2020 was a waking nightmare, but if there were any silver linings, one of them might have been the precipitous drop in robocalls and spam calls. According to the software developer YouMail, there were nearly 13 billion fewer robocalls in 2020 than there were in 2019, as even scammers were affected by the pandemic. Unfortunately, 13 billion fewer calls is still 45.9 billion in all, and as the world has begun to recover in 2021, robocalls have followed suit. The good news is that an incredibly important deadline in the fight against these spam calls is just hours from passing.
As noted by CNET earlier this week, June 30th is the date that every major mobile carrier in the United States will be required to implement STIR/SHAKEN technology. STIR and SHAKEN are acronyms for the Secure Telephone Identity Revisited (STIR) and the Signature-based Handling of Asserted Information Using toKENs (SHAKEN) standards. They could significantly curb robocalls once and for all.
As the FCC explains over on its website, when STIR/SHAKEN is implemented, calls have their caller IDs “signed” as legitimate by the phone carrier from which they originate and are then validated by other carriers before they reach your phone. Many of the spam calls that you receive aren’t actually coming from the number that pops up on your phone, and, in theory, STIR/SHAKEN would be able to detect these spoofed numbers and stop the call from ever reaching you in the first place.
The FCC is requiring all major providers to implement STIR/SHAKEN by Wednesday, June 30th, which is just hours away at the time of writing. That’s not to say that every robocall will suddenly be silenced at midnight, but at the very least, carriers will face consequences if they aren’t compliant.
T-Mobile became the first major US carrier to implement STIR/SHAKEN with every other provider back in March, complementing its Spam Shield tools to protect customers against scams and unwanted robocalls. Meanwhile, AT&T said just days ago that it is blocking more than a billion spam and fraud calls a month, while Verizon explains on its website that it is “is working to meet the FCC mandated deadline of June 30, 2021, to enable STIR/SHAKEN across all our IP calling products.”

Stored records
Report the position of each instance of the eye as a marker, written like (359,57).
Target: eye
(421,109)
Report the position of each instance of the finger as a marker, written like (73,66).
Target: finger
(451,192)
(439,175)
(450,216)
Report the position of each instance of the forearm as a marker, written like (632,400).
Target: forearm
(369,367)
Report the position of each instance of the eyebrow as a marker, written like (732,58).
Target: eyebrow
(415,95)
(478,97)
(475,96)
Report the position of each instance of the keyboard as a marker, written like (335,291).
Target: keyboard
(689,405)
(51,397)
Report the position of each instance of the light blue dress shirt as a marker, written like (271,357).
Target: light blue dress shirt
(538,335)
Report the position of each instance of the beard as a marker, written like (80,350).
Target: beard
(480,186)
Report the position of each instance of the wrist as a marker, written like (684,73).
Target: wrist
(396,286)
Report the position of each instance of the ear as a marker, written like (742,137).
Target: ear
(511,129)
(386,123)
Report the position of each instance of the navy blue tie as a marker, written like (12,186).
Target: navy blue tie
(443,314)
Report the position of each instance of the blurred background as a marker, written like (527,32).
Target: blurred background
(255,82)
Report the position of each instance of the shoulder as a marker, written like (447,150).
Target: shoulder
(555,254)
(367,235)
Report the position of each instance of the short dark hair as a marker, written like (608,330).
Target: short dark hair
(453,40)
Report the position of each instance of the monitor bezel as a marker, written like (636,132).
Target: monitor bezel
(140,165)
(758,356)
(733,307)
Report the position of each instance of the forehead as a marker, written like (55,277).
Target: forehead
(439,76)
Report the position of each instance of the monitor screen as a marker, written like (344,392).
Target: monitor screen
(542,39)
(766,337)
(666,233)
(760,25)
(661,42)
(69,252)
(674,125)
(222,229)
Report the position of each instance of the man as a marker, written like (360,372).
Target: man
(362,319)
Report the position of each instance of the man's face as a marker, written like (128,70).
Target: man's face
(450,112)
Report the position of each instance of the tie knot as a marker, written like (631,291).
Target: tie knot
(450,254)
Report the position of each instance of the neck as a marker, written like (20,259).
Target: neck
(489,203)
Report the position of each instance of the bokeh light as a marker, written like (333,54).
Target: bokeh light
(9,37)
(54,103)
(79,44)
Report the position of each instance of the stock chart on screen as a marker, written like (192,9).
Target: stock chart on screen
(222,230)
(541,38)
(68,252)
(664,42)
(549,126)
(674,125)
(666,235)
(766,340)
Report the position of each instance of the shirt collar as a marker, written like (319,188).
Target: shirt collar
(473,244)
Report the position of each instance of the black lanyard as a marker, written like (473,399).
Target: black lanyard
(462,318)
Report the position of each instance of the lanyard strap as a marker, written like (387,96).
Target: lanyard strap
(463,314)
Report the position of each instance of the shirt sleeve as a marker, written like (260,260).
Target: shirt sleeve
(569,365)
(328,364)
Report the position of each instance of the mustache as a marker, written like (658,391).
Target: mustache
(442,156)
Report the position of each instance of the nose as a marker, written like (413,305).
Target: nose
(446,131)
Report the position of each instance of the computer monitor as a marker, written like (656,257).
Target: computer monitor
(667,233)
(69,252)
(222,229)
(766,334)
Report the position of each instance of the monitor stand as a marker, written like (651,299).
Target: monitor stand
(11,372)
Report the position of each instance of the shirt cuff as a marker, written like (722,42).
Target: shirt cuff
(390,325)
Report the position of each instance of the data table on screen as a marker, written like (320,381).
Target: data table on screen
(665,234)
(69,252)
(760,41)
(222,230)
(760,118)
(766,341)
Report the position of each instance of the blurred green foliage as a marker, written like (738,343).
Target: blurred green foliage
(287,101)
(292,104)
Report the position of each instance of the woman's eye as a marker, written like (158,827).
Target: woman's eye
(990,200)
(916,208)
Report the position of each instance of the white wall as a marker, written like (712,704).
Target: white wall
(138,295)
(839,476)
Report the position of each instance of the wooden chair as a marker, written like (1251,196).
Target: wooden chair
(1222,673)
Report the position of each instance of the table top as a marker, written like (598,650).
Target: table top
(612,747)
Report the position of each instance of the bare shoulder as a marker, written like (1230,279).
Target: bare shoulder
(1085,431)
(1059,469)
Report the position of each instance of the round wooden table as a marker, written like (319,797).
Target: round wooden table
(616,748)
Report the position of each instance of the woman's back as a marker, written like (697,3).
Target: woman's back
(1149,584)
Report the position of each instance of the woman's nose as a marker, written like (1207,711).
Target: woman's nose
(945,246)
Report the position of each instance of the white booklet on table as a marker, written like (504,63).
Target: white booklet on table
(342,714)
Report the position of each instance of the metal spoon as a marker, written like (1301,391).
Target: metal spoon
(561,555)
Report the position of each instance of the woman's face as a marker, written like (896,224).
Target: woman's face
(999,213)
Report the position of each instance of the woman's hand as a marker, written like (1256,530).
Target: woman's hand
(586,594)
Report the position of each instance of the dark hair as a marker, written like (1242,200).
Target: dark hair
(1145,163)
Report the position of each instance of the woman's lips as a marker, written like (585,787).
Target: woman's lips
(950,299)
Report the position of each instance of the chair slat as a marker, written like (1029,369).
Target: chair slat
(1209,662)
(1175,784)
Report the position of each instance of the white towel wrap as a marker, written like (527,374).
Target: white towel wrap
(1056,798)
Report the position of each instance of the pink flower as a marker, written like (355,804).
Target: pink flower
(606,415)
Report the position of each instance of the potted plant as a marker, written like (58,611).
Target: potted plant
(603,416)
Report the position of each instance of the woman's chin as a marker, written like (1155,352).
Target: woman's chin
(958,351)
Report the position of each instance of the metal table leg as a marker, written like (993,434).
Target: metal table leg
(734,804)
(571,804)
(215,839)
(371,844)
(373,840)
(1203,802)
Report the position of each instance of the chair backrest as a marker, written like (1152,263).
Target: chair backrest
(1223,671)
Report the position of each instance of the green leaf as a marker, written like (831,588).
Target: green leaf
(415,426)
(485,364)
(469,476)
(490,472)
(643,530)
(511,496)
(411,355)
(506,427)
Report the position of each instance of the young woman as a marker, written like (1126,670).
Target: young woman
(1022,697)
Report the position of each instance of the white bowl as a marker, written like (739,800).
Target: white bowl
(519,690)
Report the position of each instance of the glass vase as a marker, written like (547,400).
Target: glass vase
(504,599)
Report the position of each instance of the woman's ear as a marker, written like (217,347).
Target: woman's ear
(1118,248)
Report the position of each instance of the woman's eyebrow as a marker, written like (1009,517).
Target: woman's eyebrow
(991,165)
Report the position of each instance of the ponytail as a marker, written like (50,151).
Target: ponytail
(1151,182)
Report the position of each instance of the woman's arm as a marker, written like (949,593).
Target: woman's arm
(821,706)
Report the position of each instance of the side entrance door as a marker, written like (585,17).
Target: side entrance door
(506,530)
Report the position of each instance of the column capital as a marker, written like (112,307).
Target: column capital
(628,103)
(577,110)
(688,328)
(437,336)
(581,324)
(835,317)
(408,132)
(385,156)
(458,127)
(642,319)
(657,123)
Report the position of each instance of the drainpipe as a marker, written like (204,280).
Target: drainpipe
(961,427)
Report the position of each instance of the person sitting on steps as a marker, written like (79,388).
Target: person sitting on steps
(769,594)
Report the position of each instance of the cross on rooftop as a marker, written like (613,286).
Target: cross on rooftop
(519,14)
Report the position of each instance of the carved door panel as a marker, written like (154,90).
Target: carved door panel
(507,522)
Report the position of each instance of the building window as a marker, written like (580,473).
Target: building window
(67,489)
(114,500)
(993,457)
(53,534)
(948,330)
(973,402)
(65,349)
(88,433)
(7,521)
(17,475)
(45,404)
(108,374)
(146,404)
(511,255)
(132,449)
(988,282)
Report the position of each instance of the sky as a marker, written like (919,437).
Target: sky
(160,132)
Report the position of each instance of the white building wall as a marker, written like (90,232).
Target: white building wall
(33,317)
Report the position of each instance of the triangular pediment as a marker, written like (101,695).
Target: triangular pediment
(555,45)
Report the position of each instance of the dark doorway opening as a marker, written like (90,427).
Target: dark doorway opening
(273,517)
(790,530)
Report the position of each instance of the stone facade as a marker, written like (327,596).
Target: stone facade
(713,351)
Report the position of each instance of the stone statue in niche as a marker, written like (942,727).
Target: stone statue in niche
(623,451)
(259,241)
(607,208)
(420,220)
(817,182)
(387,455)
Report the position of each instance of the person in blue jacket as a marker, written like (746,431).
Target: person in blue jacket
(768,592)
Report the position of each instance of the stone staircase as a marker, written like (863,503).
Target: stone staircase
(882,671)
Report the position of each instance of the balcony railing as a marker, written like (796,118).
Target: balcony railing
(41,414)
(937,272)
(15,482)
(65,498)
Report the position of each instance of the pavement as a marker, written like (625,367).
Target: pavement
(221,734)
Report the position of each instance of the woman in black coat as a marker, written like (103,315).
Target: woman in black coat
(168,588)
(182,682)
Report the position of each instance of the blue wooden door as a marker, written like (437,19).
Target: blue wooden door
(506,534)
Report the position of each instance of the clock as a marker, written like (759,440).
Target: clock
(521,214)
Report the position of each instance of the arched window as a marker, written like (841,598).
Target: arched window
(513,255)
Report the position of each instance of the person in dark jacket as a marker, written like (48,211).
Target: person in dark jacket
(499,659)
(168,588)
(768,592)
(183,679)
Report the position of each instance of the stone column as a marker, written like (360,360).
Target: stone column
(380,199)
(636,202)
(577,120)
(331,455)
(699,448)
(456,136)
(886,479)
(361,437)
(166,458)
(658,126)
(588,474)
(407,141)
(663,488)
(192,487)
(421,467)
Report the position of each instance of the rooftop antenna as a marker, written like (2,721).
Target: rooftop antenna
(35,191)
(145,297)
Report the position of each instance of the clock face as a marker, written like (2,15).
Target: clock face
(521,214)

Task to complete. Write out the part of the robocall article that begins at the words "2020 was a waking" and stops after the words "hours from passing.". Work only from the robocall article above.

Reply.
2020 was a waking nightmare, but if there were any silver linings, one of them might have been the precipitous drop in robocalls and spam calls. According to the software developer YouMail, there were nearly 13 billion fewer robocalls in 2020 than there were in 2019, as even scammers were affected by the pandemic. Unfortunately, 13 billion fewer calls is still 45.9 billion in all, and as the world has begun to recover in 2021, robocalls have followed suit. The good news is that an incredibly important deadline in the fight against these spam calls is just hours from passing.